**TASK GOAL**
Quote the entries word for word, from the very first line down to the line containing "[[241, 40]]", with both ends included.
BEGIN DATA
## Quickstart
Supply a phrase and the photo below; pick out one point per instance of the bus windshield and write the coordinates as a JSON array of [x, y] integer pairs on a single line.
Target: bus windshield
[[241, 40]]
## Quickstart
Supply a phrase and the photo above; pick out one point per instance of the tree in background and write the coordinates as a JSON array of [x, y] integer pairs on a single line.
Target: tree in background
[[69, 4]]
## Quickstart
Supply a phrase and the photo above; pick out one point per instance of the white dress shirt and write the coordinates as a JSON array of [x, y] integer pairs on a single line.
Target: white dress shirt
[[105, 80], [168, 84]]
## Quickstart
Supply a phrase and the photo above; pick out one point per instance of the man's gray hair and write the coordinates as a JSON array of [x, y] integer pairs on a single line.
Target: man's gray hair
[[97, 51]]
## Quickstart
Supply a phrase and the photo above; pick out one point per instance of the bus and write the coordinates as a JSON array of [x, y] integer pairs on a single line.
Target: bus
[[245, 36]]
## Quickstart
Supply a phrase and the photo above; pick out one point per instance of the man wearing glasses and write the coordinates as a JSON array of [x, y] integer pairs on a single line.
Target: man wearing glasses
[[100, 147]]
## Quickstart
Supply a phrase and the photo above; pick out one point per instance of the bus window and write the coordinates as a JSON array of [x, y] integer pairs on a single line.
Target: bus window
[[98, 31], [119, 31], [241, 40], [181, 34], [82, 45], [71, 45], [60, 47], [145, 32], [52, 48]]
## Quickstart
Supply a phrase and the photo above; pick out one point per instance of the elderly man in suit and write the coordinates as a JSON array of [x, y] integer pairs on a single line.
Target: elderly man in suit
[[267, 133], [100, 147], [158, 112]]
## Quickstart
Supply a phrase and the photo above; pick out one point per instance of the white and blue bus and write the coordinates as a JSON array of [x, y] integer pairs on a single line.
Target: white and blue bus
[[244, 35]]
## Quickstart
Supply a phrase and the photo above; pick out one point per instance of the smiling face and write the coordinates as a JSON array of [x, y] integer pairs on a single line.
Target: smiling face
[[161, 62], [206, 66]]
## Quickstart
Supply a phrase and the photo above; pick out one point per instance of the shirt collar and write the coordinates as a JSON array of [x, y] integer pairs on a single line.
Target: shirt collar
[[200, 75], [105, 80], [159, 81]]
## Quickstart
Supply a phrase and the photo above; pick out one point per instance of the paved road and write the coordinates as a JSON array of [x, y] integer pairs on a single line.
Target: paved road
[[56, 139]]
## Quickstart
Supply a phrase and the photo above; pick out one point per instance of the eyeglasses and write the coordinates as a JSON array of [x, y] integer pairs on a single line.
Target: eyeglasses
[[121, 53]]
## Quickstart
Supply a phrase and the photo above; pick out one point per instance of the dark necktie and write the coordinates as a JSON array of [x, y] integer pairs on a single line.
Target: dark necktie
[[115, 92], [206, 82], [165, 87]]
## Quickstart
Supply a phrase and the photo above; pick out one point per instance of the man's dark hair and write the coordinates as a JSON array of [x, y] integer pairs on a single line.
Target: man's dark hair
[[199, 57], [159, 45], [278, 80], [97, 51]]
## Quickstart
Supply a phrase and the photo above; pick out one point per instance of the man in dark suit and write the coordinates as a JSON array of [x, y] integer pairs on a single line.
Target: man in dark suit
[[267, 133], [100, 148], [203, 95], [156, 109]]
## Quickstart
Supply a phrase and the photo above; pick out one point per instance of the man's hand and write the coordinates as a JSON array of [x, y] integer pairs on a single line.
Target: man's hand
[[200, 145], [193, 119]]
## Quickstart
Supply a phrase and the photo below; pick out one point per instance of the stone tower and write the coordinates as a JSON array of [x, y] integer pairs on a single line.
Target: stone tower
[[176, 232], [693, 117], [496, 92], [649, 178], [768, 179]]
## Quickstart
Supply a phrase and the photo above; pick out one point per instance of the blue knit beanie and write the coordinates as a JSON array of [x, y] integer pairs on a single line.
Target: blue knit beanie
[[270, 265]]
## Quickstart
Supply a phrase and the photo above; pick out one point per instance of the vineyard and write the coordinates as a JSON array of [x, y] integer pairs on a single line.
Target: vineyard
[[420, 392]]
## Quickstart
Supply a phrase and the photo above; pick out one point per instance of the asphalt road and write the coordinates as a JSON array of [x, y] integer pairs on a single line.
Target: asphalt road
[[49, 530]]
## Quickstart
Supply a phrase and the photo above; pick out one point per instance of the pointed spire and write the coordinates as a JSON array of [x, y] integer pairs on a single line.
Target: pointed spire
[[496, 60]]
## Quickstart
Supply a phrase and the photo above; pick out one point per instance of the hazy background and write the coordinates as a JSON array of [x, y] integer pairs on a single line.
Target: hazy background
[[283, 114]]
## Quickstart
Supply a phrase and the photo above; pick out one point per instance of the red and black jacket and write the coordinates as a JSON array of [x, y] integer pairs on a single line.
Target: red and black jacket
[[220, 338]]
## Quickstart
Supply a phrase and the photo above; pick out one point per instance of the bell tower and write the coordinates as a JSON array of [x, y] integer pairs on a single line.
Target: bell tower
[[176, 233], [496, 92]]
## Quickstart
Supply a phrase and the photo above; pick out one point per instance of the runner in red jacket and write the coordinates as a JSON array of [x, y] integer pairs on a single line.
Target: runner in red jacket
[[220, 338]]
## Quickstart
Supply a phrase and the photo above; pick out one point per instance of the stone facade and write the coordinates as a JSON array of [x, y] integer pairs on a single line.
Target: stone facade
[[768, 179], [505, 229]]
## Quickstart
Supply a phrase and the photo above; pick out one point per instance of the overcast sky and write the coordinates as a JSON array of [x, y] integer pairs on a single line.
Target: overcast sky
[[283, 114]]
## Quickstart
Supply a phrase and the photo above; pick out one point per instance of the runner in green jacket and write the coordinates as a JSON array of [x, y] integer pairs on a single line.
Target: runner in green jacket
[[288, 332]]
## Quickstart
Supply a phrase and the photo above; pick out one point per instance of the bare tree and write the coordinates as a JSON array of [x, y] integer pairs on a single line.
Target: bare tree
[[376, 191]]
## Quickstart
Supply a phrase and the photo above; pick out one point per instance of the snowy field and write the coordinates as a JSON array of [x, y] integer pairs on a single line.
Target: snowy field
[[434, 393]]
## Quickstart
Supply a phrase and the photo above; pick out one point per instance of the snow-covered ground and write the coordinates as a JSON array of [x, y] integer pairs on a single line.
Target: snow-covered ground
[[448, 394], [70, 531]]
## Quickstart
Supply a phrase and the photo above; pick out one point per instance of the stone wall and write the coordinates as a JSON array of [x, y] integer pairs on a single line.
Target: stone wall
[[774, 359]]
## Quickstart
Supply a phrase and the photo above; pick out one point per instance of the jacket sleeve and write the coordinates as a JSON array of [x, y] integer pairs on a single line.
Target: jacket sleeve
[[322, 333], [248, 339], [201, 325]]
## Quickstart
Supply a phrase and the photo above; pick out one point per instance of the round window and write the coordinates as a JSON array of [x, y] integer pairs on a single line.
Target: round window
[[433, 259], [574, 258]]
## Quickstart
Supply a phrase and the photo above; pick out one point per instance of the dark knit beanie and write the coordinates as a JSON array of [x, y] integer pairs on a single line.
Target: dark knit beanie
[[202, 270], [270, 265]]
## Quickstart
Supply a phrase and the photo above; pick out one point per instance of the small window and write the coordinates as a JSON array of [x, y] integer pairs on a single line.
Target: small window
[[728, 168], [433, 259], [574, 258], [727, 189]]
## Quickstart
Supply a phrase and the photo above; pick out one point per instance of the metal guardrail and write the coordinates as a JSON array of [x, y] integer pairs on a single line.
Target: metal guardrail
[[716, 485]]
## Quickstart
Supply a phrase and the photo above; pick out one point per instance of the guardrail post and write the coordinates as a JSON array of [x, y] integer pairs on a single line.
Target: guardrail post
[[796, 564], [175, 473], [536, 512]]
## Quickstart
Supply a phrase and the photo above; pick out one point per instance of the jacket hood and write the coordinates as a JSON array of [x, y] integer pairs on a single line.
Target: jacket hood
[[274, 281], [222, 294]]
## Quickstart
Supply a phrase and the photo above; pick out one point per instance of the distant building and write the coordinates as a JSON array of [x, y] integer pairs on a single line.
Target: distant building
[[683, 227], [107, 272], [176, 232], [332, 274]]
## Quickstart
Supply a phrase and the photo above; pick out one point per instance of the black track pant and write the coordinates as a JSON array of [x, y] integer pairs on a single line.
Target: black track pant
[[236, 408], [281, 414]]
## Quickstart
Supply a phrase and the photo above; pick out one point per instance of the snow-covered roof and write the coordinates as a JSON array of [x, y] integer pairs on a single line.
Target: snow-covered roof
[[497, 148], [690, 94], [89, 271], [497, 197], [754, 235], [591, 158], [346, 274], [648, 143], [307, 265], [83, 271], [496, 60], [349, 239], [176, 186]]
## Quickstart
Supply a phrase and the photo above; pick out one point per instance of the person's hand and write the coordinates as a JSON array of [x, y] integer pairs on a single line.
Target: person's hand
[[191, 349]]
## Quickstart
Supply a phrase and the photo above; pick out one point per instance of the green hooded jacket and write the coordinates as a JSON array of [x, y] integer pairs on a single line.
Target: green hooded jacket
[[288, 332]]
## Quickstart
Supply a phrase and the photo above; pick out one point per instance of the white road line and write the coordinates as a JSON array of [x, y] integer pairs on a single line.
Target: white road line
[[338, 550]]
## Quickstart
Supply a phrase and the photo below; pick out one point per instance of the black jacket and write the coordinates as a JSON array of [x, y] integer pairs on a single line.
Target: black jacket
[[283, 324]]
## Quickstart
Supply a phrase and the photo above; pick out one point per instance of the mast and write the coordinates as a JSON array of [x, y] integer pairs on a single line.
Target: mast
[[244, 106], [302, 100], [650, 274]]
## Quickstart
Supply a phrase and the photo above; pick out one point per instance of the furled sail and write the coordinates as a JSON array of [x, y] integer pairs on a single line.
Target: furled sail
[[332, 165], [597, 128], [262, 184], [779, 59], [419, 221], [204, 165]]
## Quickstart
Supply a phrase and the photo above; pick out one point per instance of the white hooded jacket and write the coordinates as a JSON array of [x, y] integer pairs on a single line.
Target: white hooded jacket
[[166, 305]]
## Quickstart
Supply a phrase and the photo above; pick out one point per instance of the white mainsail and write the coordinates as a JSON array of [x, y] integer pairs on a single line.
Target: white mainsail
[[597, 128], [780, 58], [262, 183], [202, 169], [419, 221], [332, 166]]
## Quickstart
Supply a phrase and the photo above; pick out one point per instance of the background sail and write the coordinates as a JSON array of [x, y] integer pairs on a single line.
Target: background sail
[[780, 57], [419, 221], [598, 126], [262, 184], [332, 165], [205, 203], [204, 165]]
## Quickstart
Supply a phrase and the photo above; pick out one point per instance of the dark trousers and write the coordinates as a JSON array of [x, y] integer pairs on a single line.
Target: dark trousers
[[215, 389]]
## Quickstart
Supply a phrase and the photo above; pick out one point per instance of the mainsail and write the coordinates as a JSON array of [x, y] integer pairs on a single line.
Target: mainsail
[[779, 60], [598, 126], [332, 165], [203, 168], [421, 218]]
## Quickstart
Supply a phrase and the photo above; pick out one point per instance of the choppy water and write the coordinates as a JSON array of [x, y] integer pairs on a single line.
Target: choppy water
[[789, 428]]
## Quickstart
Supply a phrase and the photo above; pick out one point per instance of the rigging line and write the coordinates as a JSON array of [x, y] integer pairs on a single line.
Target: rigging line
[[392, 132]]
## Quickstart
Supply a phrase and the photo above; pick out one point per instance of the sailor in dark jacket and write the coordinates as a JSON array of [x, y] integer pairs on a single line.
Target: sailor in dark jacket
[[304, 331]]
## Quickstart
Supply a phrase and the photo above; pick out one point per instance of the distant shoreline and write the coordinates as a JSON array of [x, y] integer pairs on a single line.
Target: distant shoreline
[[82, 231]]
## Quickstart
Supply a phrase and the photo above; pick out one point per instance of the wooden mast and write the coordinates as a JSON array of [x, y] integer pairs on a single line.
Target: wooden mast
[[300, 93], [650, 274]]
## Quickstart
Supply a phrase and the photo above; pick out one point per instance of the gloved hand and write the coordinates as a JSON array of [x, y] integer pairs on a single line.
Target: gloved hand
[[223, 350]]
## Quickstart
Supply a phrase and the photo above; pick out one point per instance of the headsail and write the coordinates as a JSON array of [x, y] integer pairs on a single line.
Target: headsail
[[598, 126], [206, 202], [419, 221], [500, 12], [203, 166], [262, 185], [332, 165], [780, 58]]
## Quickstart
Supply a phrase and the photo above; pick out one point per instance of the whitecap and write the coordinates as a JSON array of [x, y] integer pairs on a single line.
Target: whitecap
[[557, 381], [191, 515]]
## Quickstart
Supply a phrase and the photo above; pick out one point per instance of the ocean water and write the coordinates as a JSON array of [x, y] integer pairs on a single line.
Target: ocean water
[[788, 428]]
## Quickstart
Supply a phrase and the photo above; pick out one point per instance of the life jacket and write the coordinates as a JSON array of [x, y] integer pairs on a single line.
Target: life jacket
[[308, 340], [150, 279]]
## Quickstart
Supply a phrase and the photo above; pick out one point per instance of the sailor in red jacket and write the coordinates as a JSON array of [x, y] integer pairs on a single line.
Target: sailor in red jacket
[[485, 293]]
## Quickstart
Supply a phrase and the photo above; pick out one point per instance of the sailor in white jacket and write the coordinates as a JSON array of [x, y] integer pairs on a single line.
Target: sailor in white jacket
END DATA
**RESULT**
## Quickstart
Supply a phrase and the photo below; pick out one point per instance of the bus windshield and write the coordinates as a JSON array of [x, y] integer pairs on a single line.
Target: bus windshield
[[241, 40]]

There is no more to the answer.